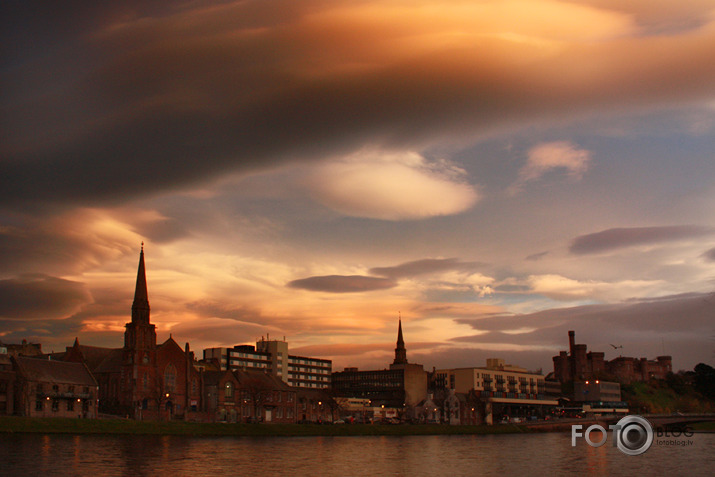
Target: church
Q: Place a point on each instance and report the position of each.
(143, 380)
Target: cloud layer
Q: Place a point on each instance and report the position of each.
(151, 102)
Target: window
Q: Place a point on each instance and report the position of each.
(170, 378)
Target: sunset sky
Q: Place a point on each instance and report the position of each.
(498, 172)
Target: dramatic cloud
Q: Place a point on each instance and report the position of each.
(343, 284)
(177, 94)
(274, 155)
(566, 289)
(392, 187)
(424, 267)
(612, 239)
(33, 297)
(644, 328)
(554, 155)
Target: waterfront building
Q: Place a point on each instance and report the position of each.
(579, 364)
(505, 390)
(403, 386)
(248, 396)
(143, 380)
(273, 357)
(50, 388)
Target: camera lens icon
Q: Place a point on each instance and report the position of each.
(634, 435)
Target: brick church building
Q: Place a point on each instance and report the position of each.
(143, 380)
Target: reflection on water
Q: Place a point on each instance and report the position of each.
(544, 454)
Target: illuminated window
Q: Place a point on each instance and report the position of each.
(170, 378)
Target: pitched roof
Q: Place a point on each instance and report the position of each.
(53, 371)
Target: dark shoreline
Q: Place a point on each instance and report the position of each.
(13, 424)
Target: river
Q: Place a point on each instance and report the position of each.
(548, 454)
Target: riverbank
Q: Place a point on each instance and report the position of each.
(14, 424)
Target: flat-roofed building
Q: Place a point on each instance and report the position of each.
(507, 390)
(403, 385)
(273, 356)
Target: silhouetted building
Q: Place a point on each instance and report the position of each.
(578, 364)
(403, 385)
(248, 396)
(143, 380)
(505, 390)
(273, 357)
(50, 388)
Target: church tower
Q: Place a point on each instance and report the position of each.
(139, 353)
(400, 351)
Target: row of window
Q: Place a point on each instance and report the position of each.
(69, 404)
(70, 388)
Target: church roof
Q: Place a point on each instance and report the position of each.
(52, 371)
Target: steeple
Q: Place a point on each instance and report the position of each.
(400, 351)
(140, 307)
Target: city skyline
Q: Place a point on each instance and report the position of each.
(497, 173)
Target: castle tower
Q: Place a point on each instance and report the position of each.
(138, 380)
(400, 351)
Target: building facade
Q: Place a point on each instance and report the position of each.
(50, 388)
(273, 357)
(143, 379)
(578, 364)
(505, 390)
(403, 385)
(248, 396)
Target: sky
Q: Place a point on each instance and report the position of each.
(495, 173)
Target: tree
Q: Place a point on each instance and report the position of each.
(704, 380)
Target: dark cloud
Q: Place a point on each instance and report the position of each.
(163, 231)
(627, 237)
(646, 328)
(709, 255)
(343, 284)
(134, 100)
(537, 256)
(424, 267)
(33, 297)
(214, 309)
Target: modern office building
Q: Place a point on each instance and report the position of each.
(403, 385)
(273, 356)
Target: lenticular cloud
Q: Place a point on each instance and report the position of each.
(392, 187)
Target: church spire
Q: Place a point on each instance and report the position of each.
(140, 307)
(400, 351)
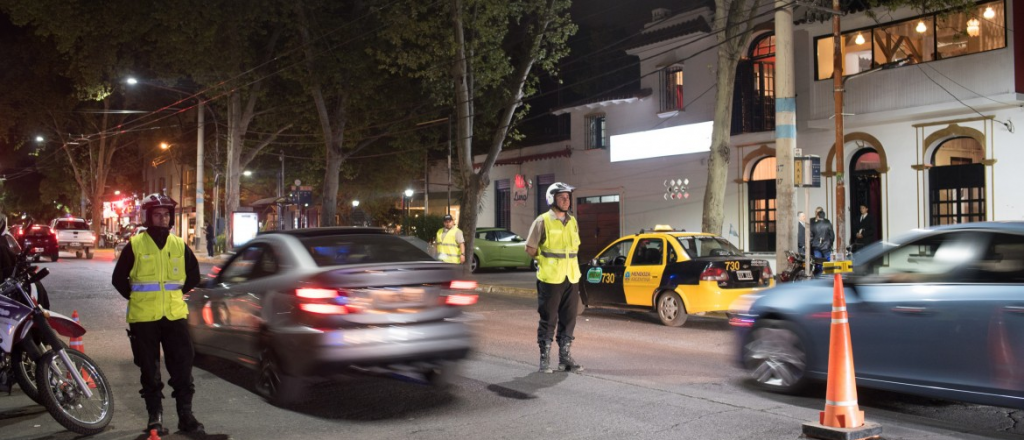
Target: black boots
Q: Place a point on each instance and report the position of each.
(565, 361)
(186, 421)
(156, 410)
(545, 356)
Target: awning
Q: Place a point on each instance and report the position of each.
(268, 201)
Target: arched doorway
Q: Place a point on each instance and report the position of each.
(865, 189)
(761, 206)
(754, 95)
(956, 182)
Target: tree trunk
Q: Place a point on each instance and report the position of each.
(733, 20)
(235, 143)
(718, 160)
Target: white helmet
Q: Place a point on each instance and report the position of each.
(556, 188)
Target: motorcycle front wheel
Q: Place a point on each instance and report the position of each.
(66, 401)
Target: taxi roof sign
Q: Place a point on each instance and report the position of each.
(830, 267)
(662, 228)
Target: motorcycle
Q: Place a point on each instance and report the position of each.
(796, 271)
(68, 383)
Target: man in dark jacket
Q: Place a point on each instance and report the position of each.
(863, 229)
(822, 238)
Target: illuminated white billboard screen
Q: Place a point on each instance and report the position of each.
(683, 139)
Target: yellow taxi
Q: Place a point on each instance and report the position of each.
(673, 273)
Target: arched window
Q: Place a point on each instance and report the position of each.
(761, 206)
(754, 104)
(956, 182)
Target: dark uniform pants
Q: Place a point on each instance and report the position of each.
(146, 338)
(558, 306)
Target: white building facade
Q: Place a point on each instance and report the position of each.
(930, 142)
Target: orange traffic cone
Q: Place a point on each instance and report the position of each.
(77, 344)
(842, 418)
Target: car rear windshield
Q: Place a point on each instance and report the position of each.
(343, 250)
(39, 230)
(72, 224)
(697, 247)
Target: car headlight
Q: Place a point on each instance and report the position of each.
(739, 310)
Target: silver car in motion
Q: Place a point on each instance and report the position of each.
(936, 312)
(310, 304)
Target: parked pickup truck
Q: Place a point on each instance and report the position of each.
(74, 235)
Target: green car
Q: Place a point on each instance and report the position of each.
(497, 247)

□ □ □ □ □

_PROBLEM TO SOLVE_
What is the number of lines in the records that contain "arched"? State that number alone.

_ANSWER SECTION_
2